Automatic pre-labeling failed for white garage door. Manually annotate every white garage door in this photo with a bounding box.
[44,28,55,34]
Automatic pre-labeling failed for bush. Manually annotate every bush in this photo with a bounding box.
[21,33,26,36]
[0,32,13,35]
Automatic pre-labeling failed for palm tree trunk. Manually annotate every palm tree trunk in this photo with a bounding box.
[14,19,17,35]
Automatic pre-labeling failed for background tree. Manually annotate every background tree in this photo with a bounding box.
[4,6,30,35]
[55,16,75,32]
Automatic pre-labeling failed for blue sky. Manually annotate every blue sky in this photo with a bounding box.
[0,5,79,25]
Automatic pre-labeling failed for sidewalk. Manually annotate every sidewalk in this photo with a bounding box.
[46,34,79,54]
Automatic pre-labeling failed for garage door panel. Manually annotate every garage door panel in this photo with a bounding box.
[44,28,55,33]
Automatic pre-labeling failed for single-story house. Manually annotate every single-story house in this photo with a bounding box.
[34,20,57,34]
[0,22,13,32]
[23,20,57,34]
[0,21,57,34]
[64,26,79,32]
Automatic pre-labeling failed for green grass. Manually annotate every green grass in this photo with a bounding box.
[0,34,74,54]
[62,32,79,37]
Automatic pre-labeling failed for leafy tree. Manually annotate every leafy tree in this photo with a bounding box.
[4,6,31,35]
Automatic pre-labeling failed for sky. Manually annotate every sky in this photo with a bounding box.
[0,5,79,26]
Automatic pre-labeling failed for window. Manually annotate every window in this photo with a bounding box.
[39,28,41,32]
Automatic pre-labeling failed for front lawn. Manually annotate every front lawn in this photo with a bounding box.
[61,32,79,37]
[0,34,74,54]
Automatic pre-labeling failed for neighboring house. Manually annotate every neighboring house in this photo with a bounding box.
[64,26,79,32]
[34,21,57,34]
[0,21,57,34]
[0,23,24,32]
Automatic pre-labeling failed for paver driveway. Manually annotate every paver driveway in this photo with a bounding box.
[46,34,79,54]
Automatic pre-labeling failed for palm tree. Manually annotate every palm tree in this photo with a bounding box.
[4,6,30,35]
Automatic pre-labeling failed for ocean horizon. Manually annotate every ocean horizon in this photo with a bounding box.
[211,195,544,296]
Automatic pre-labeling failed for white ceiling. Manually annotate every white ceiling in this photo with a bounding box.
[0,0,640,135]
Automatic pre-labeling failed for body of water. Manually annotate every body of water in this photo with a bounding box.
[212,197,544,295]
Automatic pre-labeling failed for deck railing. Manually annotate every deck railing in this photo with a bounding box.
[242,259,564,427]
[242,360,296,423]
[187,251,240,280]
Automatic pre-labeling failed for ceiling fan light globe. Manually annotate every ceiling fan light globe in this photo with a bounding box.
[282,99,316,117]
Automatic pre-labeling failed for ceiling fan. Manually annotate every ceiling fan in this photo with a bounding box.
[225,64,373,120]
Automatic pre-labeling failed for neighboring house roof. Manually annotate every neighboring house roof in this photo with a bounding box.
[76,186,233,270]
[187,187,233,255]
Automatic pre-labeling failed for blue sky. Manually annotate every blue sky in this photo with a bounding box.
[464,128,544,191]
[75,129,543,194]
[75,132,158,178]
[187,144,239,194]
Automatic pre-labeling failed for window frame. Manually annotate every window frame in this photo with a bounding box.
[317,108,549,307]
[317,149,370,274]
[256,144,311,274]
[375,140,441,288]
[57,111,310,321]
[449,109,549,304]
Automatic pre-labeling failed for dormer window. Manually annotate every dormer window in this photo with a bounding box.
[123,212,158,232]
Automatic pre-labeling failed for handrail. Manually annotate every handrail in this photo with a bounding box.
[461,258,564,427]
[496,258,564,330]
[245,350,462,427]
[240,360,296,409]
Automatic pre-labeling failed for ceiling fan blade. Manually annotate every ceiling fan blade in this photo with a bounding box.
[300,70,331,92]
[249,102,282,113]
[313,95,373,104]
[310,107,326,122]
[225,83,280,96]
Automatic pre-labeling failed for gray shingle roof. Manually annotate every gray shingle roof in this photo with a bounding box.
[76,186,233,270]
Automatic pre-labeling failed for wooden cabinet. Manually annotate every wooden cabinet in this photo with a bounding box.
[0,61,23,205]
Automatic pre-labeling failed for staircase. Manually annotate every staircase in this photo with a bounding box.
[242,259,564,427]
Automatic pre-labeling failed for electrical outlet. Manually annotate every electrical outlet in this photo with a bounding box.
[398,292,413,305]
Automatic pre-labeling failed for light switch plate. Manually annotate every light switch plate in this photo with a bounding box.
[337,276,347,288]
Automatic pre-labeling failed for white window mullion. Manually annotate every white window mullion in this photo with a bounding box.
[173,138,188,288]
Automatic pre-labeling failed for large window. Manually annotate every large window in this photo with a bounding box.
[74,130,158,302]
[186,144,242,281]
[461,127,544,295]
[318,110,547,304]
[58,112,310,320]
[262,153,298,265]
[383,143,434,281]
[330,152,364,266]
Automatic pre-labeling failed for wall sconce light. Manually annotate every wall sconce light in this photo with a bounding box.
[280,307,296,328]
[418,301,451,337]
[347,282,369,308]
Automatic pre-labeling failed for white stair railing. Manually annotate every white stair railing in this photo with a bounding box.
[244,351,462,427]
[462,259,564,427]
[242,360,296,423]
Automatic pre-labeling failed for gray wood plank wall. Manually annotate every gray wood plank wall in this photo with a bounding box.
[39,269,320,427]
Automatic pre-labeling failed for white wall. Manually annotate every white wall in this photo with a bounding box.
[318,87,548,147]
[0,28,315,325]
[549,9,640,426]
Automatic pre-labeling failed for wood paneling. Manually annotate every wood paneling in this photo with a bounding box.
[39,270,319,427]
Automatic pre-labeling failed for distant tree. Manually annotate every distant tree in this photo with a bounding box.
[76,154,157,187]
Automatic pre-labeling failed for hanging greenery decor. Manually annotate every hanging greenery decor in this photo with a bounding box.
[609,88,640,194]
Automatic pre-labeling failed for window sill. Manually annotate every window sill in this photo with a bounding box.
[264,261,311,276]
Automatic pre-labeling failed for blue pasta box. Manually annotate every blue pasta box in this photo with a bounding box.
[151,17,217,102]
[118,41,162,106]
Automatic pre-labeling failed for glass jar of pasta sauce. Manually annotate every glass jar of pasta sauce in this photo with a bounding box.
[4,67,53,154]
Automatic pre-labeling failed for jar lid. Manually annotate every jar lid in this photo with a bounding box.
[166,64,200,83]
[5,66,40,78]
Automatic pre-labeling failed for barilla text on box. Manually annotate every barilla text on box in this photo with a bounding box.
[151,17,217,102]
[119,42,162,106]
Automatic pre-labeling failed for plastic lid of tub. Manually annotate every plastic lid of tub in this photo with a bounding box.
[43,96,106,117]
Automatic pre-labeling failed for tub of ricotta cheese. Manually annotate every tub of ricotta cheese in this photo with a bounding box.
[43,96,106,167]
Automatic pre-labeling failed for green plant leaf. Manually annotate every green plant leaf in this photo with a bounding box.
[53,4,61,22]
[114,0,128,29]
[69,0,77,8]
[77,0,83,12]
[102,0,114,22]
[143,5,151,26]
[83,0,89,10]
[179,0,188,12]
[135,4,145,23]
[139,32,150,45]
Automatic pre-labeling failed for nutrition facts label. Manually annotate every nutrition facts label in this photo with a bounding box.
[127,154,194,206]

****

**WHAT TO DO**
Exactly reproduce the lines from the one containing "Automatic pre-labeling failed for window sill." through the end of the records, and only those lines.

**SOLUTION BELOW**
Automatic pre-labeling failed for window sill. Manually annotate every window sill in this photo with a bounding box.
[264,261,311,276]
Automatic pre-labeling failed for blue pasta box. Manually annotate every blue pasta box in this photo with a bounding box.
[151,17,217,102]
[118,41,162,106]
Automatic pre-labeling failed for glass jar of pasta sauce. Manually annotate every glass jar of pasta sauce in this photo with a bounding box.
[4,67,53,154]
Automatic pre-labeling failed for jar lid. Manually annotate every jar lid in this photo with a bounding box.
[166,64,200,83]
[5,66,40,78]
Automatic pre-labeling failed for barilla text on box. Manually annotate every barilla text on box in this photo with a bounding box.
[151,17,217,102]
[119,42,162,106]
Automatic pre-labeling failed for plastic lid of tub. Manually annotate every plastic lid of tub in this photo with a bounding box.
[43,96,106,117]
Automatic pre-labeling failed for tub of ricotta cheese. Manually annotate every tub of ricotta cheese in this photo with a bounding box.
[43,96,106,167]
Automatic pre-labeling failed for green plant leaf. Manually annotate every green plant leaf in this photo with a bounding box.
[53,4,61,22]
[114,0,128,29]
[69,0,77,8]
[77,0,83,12]
[102,0,114,22]
[143,5,151,26]
[83,0,89,10]
[179,0,188,12]
[135,4,145,23]
[139,32,150,45]
Automatic pre-labeling failed for nutrition facts label. Manually annotate every nutrition facts label in this photo with a bounding box.
[127,154,194,206]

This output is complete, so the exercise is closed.